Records
◆ ◆ ◆ ◆

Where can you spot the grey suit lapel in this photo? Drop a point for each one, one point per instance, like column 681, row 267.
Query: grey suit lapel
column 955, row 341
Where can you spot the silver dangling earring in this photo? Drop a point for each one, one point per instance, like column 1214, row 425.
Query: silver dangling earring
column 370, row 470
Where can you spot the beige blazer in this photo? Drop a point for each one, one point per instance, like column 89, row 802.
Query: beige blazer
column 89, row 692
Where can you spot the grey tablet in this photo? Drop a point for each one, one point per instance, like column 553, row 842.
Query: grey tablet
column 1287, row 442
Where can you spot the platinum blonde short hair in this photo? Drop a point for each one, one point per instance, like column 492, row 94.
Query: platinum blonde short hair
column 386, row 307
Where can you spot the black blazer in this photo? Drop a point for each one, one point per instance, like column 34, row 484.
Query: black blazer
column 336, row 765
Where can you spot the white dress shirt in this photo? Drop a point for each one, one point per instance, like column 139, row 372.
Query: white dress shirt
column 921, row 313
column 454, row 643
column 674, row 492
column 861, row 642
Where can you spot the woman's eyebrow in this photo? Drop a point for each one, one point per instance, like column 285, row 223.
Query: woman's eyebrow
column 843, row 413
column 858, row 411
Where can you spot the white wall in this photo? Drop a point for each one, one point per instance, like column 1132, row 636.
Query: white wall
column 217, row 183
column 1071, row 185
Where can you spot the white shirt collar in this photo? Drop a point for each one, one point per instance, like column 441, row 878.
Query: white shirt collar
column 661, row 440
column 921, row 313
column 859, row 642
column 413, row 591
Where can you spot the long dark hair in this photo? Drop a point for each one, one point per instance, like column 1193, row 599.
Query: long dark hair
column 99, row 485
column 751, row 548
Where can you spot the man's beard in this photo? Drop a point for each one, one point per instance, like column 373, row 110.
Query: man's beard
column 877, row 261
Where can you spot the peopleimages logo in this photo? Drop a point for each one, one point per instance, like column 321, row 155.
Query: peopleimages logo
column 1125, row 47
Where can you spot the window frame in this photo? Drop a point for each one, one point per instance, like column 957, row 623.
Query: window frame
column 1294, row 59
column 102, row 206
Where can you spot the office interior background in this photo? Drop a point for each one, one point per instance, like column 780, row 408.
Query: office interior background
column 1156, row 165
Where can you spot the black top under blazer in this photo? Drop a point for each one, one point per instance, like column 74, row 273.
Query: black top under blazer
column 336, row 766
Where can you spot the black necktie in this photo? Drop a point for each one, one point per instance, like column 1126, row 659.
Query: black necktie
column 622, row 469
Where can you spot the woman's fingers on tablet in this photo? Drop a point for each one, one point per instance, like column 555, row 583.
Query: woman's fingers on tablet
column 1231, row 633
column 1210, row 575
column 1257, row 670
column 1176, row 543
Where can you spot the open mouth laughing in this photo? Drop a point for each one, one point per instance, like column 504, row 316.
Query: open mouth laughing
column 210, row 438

◆ ◆ ◆ ◆

**Exercise**
Rewrite all of the records, substituting "Mark a point" for each occurrence of "Drop a point" and leaving everything else unchanged.

**Problem solution**
Where can you spot the grey suit lapel in this photo? Mark a point for each one, one point per instance, like column 681, row 267.
Query: grey suit lapel
column 955, row 341
Where can you spot the silver dangling earring in this photo? Mark a point for each one, one point per instance, like column 1214, row 425.
Query: silver dangling earring
column 370, row 470
Where can you spot the beige blazer in this photo? Mark a point for each one, one point per instance, like column 89, row 802.
Query: beige blazer
column 89, row 692
Where can you spot the grey tablet in this photo? Mark a point for each one, one point per instance, like column 553, row 842.
Query: grey tablet
column 1287, row 442
Where can you spot the platinum blonde short hair in this photo? Mark a point for each one, one point per instance, like column 492, row 94.
Query: platinum blonde short hair
column 386, row 307
Where can you spot the black blazer in this photo? Mark a point for each one, one point per instance, like column 34, row 484.
Query: black blazer
column 336, row 765
Where can you spot the white dress shirt in this photo? Mark a point for each one, one point per instance, like column 139, row 372.
Query: white dress shirt
column 921, row 313
column 454, row 643
column 674, row 492
column 861, row 642
Where can you spot the woman's eyebrow in this photo? Mark a point for each one, one point per instance, like column 285, row 223.
Query: woman's eyebrow
column 843, row 413
column 858, row 411
Where can you spot the white wall in this photo? Mark a point for each one, one point per instance, like column 1132, row 636.
Query: white wall
column 217, row 183
column 1071, row 185
Where can you spot the white shirt collar in this photo? Mark a point for each one, one point per instance, like column 441, row 878.
Query: white shirt collar
column 661, row 440
column 921, row 313
column 859, row 642
column 413, row 591
Where can you spot the long dark hair in this photo? Mark a point for each one, one point per instance, like column 1193, row 599.
Query: long dark hair
column 99, row 485
column 751, row 548
Where can you spot the man's beard in this photo? Mark a point for each one, one point per instance, like column 373, row 110.
Query: man's beard
column 877, row 261
Where can you spot the peopleimages logo in this photo? Mark a point for each one, one point per instance, like column 321, row 155.
Query: peopleimages logo
column 1125, row 47
Where can you spot the window frame in this photo? Mark a point for each one, one point per instance, like column 957, row 623.
Query: window frame
column 1294, row 59
column 102, row 206
Where can you spot the office interior background in this photo? Mark a point for each one, one point per instance, like column 780, row 408.
Query: office interior background
column 1156, row 165
Where can you spot the black top under blazer in this photo? Mark a point for each one, one point per instance, like column 74, row 273.
Query: black top under blazer
column 336, row 766
Where can you spot the black necktie in this photo? Mark a point for each one, one point per instance, like column 1126, row 659.
Query: black necktie
column 622, row 469
Where can you spot the woman's fingers on tablet in this photo? Mark a point for each one, one point per instance, like column 555, row 583.
Query: woman's fingers on tablet
column 1231, row 633
column 1210, row 575
column 1257, row 670
column 1176, row 543
Where can you spot the open mouth laughing in this photo? Mark a point for each one, one point per instance, like column 504, row 316.
Query: open mouth laughing
column 210, row 438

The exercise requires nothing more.